▸ Directions
1. Duplicate the school admission article word for word from "TEMPO.CO, Jakarta - The" to "of their choice.".
2. Go on with the school admission article, starting right after its last sentence.

-- Source start --

TEMPO.CO, Jakarta - The crux of the matter was none other than the new student admission (PPDB) regulation requiring schools to allocate 80 percent of its capacity to students living around their environs. The regulation left many students particularly those who scored outstanding national exam results, and their parents, vexed as they failed to get in the schools of their choice.
However, Muhadjir, who put the mechanism into force via the ministerial regulation No. 20/2019, a revision of the ministerial regulation No. 51/2018 stipulating 90 percent allocation for zone-based admission - seems resigned to the consequence of being a scapegoat. Almost every night until before a midnight prayer, he faced the music from parents via Facebook or WhatsApp messages. “Nowadays it’s not hard to get a minister’s cellphone number, (laughs)...,” Muhadjir said with a laugh during a special interview with Tempo in his office last Thursday.
Muhadjir, 62, said that the zone-based admission system has been running for three years. However, until 2017, schools were allowed to use the national exam result as a criterion for new student selection. The ministry drew strong reactions when it tightened the regulation in 2018. The same happened this year. “We’ve anticipated criticisms because this is a structural change,” he added.
He opined that one of the causes behind the chaotic admission process was some regional governments’ non-compliance to the ministry’s regulation by making their own irregular derivative regulations. He cited Jakarta, which still refers to the national exam scores in accepting new students, as an example. “They have deviated too far from the ministry’s regulation,” pointed out the rector of Malang’s Muhammadiyah University for the period 2008-2016.
Despite being confronted with protests and problems, Muhadjir ascertains that the zone-based new student admission scheme will remain in force in the coming years regardless of who the minister is. He explained to Tempo’s Sapto Yunus and Angelina Anjar that the scheme was the first step to equitable distribution of education. The next is the redistribution of teachers and equal distribution of infrastructure and facilities.

-- Source end --
-- Dataset rows start --

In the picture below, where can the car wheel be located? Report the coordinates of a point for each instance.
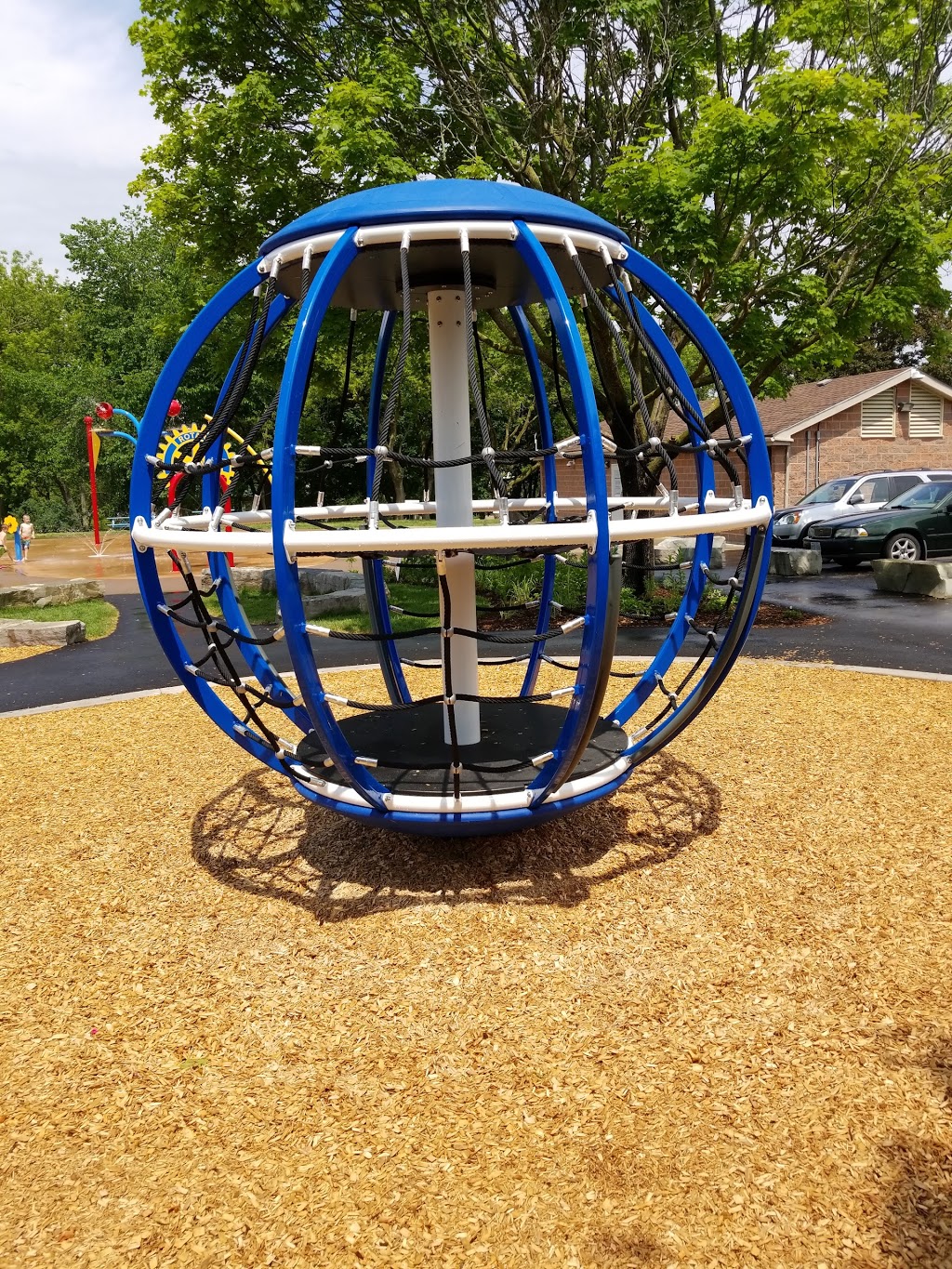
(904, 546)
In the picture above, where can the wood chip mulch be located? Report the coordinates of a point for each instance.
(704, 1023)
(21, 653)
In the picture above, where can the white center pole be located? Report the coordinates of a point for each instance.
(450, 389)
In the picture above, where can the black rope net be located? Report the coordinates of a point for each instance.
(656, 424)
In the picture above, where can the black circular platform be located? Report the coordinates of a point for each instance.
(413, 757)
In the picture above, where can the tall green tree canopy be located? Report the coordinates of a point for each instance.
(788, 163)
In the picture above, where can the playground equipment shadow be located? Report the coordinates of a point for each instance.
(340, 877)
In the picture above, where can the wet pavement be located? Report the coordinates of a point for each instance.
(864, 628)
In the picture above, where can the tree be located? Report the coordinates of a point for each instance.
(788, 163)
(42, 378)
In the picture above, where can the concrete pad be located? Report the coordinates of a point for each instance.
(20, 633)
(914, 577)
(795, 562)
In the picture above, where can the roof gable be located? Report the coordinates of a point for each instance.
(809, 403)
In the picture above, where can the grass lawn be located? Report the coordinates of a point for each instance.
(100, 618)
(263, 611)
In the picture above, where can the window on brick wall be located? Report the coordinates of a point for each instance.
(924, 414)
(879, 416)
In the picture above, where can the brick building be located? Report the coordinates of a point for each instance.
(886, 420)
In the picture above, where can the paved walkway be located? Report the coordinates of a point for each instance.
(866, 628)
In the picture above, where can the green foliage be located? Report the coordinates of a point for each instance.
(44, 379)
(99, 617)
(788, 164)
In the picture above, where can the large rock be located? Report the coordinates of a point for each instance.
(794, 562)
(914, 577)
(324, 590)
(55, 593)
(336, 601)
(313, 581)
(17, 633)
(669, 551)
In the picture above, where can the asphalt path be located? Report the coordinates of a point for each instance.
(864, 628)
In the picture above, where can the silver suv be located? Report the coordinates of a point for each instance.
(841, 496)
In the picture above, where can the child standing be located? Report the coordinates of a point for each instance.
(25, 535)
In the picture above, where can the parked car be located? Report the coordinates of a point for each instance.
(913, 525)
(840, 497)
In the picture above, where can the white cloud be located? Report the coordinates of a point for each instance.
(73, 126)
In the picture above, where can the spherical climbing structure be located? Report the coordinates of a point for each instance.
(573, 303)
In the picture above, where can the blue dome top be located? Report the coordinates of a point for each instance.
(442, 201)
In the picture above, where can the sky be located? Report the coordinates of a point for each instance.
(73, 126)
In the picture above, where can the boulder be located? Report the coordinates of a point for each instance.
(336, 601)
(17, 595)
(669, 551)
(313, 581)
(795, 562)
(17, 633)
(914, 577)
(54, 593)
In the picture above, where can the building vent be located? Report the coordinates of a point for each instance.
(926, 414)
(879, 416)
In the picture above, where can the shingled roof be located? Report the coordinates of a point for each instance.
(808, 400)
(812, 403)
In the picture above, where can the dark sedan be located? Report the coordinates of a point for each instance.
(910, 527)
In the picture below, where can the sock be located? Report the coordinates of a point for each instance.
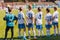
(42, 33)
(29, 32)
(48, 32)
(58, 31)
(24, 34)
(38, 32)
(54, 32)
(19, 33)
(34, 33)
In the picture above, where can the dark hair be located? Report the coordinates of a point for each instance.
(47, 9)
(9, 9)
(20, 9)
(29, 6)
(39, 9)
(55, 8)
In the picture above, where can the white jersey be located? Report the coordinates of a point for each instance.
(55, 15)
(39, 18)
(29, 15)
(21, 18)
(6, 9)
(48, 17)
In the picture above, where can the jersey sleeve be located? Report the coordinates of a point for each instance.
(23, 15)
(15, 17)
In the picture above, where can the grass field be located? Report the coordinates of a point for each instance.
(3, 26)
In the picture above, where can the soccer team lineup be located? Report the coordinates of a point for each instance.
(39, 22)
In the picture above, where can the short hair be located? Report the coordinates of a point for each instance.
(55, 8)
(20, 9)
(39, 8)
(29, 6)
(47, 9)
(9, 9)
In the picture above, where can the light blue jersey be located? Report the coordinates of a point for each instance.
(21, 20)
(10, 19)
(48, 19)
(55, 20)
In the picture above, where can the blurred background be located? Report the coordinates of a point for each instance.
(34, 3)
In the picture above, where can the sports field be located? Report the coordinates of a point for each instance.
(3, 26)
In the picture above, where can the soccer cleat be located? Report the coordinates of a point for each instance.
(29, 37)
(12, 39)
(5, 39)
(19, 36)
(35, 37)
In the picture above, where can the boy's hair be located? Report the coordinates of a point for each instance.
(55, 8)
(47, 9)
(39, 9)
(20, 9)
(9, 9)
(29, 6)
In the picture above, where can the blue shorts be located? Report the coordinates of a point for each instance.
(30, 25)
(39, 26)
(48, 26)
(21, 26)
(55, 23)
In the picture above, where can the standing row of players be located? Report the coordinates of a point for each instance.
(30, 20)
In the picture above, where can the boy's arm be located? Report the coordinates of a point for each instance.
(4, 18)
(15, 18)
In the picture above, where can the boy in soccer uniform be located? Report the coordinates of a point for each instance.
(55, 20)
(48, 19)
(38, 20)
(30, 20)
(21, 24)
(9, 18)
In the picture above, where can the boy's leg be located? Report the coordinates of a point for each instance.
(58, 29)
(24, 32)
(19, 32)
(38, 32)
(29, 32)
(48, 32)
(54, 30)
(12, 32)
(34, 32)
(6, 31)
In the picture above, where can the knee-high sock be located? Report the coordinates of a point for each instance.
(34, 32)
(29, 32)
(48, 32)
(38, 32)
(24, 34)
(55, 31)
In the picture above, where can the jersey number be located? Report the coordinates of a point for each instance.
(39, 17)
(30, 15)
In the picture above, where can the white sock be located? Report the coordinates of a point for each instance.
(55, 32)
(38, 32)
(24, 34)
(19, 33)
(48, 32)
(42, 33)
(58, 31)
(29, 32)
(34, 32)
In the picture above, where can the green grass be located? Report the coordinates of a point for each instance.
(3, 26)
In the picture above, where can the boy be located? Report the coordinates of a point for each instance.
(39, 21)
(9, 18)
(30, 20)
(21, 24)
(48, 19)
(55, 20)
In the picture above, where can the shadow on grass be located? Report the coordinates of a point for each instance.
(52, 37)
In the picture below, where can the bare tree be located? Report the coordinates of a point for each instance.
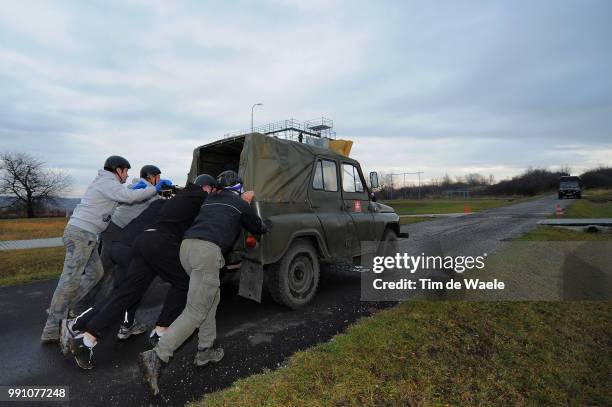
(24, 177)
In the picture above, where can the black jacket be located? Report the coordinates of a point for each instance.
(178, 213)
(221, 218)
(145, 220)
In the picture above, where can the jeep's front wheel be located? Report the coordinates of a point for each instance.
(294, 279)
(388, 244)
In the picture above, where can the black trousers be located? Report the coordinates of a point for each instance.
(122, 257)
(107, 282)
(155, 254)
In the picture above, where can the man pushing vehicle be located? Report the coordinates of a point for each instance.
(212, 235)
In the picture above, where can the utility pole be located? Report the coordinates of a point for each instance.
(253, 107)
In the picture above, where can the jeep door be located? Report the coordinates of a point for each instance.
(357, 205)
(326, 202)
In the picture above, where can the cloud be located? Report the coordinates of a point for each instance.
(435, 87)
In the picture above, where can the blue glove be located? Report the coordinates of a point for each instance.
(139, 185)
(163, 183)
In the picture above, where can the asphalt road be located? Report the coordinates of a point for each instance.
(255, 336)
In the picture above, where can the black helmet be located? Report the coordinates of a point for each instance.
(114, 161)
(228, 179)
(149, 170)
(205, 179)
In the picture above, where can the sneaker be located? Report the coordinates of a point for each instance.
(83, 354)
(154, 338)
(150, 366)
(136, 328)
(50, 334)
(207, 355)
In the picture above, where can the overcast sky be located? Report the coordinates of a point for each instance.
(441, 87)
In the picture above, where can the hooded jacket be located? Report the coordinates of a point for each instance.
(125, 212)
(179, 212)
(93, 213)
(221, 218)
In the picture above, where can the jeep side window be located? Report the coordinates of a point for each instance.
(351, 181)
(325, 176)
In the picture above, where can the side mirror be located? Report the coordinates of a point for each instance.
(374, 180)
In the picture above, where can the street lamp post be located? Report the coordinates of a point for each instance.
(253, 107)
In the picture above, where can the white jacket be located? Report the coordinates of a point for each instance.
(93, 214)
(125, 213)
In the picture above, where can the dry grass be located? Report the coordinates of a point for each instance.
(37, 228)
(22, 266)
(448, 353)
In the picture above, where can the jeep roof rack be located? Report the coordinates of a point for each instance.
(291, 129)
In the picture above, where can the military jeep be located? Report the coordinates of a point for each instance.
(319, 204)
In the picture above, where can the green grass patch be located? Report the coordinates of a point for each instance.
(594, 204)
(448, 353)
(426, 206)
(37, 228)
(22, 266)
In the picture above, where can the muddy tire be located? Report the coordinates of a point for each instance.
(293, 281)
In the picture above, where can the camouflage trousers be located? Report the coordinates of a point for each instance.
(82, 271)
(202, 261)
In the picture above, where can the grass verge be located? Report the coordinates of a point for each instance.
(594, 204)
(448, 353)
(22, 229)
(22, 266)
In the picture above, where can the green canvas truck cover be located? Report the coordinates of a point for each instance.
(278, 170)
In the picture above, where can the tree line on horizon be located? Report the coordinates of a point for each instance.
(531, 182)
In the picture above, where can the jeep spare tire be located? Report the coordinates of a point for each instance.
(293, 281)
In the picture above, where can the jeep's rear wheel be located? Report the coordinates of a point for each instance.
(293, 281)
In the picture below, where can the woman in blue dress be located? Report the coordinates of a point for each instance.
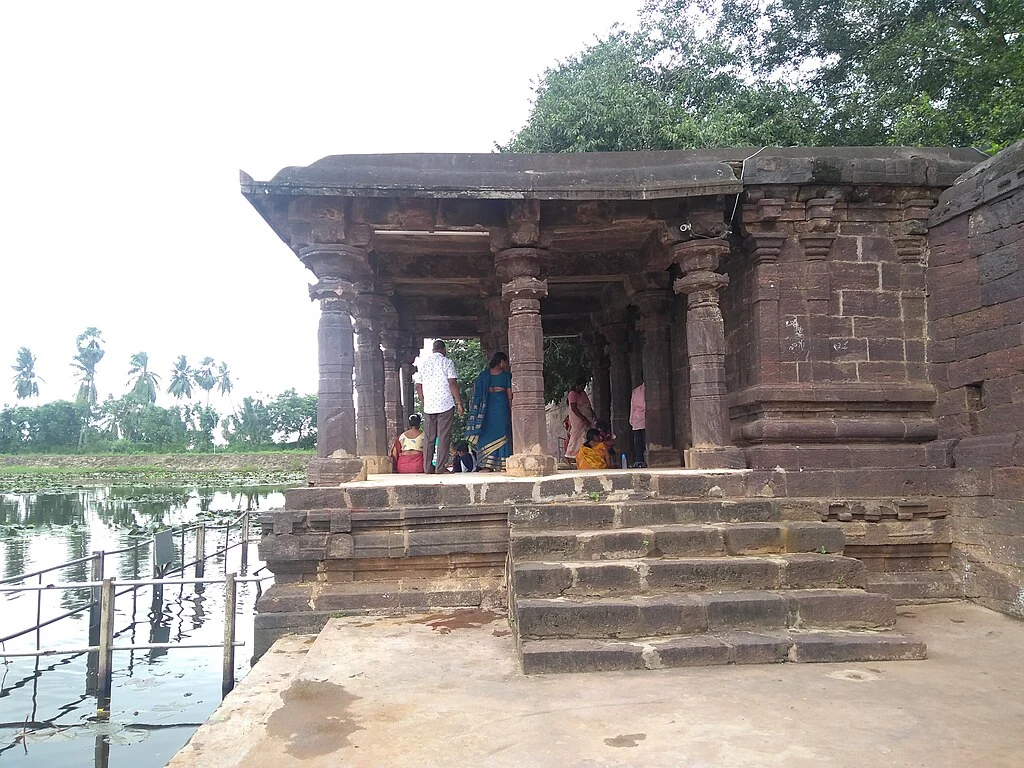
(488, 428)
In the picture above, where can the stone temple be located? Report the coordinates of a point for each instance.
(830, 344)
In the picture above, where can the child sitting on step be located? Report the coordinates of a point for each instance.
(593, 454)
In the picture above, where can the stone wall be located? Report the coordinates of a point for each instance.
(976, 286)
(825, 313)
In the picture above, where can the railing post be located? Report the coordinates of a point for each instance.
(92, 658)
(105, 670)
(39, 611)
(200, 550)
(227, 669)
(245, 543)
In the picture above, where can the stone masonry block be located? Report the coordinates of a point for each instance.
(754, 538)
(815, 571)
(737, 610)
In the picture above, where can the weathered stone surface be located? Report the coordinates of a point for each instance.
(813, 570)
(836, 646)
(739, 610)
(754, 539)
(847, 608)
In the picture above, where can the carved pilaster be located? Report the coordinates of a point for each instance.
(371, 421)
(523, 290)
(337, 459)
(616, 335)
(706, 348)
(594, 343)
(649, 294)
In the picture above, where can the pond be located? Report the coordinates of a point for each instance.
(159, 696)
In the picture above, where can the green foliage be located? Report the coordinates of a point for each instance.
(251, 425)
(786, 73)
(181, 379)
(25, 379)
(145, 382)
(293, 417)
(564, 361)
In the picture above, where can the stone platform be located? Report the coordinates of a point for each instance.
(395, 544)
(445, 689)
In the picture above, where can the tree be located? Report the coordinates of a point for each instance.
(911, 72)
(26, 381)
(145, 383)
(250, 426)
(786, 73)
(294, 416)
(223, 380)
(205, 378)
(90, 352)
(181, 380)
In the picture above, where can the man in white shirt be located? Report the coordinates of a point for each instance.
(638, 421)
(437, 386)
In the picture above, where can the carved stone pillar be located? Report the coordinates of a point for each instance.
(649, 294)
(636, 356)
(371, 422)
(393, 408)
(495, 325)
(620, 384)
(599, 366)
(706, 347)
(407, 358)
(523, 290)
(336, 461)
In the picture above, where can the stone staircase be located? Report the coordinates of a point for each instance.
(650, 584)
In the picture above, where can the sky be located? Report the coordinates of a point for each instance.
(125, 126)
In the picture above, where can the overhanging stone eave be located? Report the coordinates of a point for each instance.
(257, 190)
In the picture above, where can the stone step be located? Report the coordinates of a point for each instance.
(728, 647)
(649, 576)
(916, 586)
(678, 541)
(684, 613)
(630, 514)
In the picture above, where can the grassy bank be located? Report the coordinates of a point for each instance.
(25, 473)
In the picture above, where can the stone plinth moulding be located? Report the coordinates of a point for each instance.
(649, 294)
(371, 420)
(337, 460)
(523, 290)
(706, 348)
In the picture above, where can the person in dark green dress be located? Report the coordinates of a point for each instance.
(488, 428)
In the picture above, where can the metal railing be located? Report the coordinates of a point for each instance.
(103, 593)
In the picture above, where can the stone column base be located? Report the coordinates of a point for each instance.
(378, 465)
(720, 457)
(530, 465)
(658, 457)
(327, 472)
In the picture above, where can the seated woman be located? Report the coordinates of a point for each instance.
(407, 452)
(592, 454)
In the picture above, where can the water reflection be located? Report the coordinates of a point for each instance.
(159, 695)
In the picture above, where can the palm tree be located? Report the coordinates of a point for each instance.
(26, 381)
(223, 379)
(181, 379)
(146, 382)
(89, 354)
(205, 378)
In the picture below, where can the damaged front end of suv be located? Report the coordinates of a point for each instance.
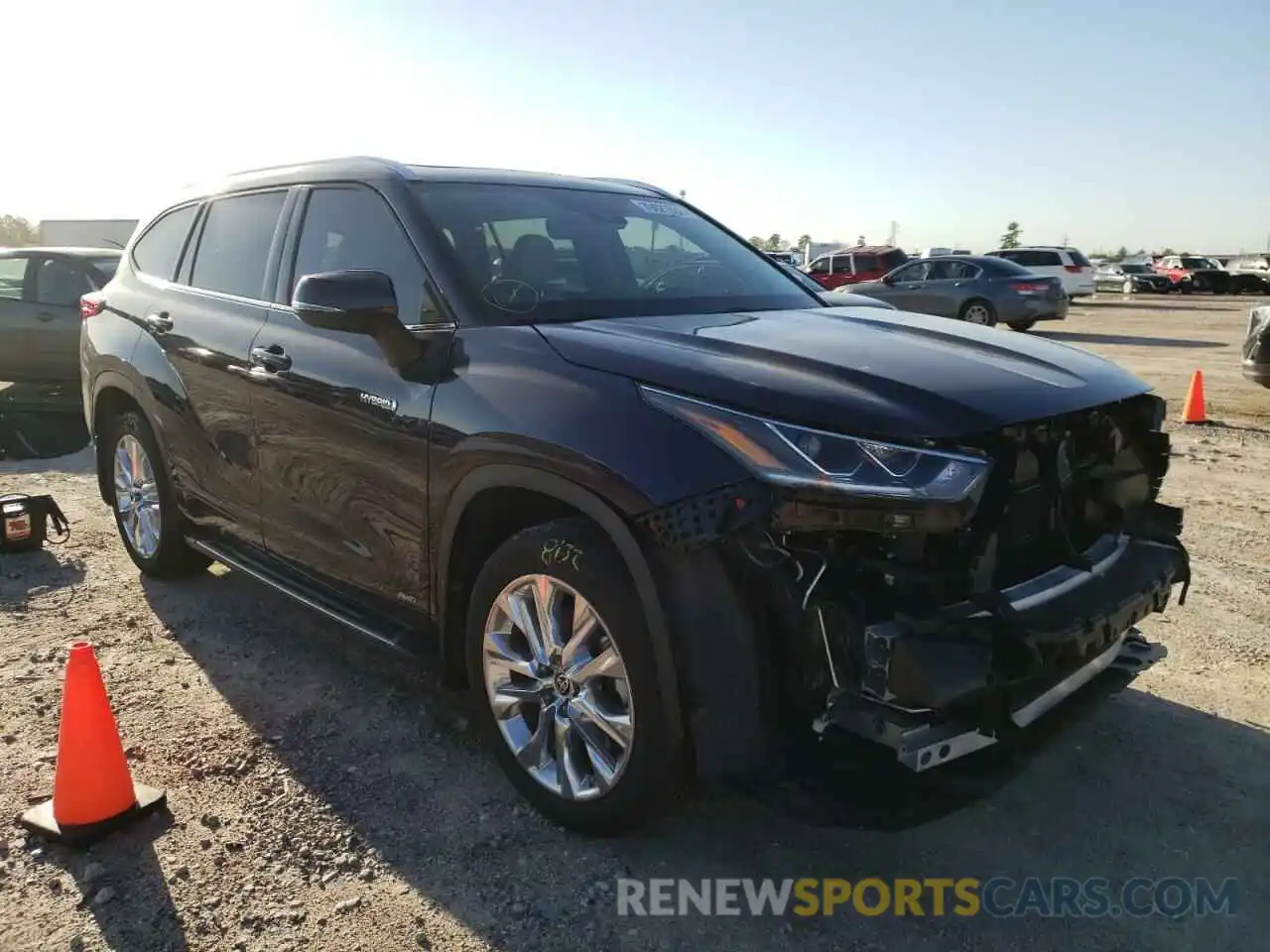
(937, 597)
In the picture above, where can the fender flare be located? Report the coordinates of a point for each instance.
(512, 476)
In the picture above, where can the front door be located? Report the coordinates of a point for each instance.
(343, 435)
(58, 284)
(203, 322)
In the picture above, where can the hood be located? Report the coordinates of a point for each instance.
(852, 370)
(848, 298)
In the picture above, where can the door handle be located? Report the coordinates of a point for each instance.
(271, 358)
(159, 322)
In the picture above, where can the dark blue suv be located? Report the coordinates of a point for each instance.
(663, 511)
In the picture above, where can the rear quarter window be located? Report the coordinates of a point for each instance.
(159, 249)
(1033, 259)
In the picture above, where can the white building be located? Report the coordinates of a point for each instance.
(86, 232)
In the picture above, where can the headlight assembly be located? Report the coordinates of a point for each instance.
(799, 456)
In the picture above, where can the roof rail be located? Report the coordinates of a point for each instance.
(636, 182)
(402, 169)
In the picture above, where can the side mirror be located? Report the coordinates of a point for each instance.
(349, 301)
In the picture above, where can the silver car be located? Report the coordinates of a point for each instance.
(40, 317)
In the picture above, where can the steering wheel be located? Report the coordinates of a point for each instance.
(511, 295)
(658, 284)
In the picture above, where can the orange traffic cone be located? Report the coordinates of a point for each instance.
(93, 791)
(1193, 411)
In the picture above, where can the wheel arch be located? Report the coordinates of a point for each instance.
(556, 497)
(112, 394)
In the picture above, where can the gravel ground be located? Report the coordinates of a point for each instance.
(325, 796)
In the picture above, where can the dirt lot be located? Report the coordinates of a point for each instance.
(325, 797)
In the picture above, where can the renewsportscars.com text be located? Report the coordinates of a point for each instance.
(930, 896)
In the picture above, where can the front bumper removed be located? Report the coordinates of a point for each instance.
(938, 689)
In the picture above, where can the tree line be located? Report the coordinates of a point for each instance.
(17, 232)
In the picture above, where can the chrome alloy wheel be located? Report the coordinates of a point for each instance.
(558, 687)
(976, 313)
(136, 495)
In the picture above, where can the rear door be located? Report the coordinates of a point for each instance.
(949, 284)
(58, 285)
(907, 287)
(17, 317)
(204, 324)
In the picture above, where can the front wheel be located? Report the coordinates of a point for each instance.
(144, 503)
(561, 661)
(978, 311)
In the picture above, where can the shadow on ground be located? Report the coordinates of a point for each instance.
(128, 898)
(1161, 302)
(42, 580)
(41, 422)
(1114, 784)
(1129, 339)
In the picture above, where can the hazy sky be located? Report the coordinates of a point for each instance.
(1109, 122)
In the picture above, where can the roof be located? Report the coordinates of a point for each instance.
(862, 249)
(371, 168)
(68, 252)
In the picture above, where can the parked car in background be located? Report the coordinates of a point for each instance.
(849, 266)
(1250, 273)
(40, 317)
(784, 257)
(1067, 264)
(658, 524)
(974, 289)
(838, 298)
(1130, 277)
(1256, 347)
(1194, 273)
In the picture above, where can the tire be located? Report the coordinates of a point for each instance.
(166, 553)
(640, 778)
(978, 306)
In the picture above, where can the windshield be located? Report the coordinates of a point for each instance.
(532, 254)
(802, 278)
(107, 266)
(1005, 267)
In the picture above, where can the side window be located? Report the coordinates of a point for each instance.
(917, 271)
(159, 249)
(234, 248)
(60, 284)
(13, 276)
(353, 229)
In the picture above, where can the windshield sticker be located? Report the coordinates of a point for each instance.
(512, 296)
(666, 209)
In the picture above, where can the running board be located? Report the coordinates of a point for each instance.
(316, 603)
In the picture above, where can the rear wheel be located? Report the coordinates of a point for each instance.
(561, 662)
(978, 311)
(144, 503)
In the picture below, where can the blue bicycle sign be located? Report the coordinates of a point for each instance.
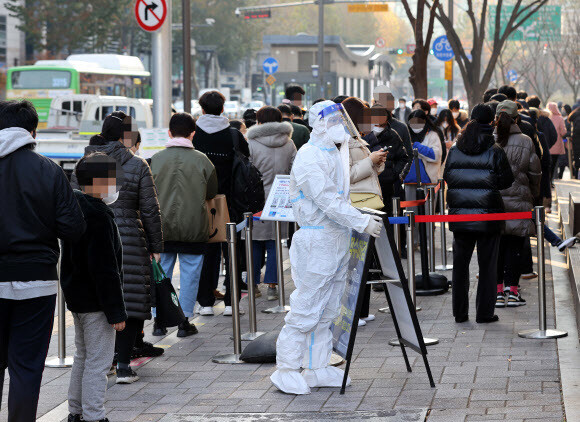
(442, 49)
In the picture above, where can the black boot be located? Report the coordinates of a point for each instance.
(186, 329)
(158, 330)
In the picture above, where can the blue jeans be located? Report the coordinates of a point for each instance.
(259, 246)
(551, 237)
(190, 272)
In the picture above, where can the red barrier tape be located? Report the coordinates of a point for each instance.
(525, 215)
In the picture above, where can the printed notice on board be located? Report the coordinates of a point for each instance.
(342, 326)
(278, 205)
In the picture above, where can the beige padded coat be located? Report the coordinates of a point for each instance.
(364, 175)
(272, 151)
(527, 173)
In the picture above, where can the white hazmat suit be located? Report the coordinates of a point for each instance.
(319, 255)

-- Dataset rows end --

▸ Answers provided
1.
TEMPO.CO, Jakarta - The crux of the matter was none other than the new student admission (PPDB) regulation requiring schools to allocate 80 percent of its capacity to students living around their environs. The regulation left many students particularly those who scored outstanding national exam results, and their parents, vexed as they failed to get in the schools of their choice.

2.
What is the result of your evaluation of the zone-based PPDB system?
The system has been running in its third year. We applied it phase by phase, tightening it from year to year. Now that it has become tighter, naturally the public’s protests also become louder.
Given the relatively similar quota of more or less 90 percent, why are the reactions different every year?
We relaxed the regulation at the beginning. For example, we allowed schools to use national exam scores. So, the regional governments could still negotiate the percentage. That’s the reason why there was no strong rejection. Then, in 2018, we began to tighten a bit and cases of enrollment using fake poverty certificates emerged. This year, the regulation became stricter. But we did anticipate criticisms because this is a structural change, meaning it entails forced compliance.
Isn’t the 90 percent quota too high?
It was based on the agreement between the ministry and the departments. They did not feel there was any issues. Actually, the majority of the local governments - except a few, also did not protest it. Evidently, even after we increased the performance-based quota to 15 percent, not all the regions applied it.
Many parents protest the 90 percent requirement that deprived their kids of the chance to get admission to their favorite schools...
That happened because the regions misinterpreted it. Actually, the performance-based scheme allows a prospective student to choose more than one schools including those outside the zone. So, even though the quota is only 5 percent, they have more opportunities as they have more options.
Parents also complained about the minimum dissemination on the zone-based policy. Your defense?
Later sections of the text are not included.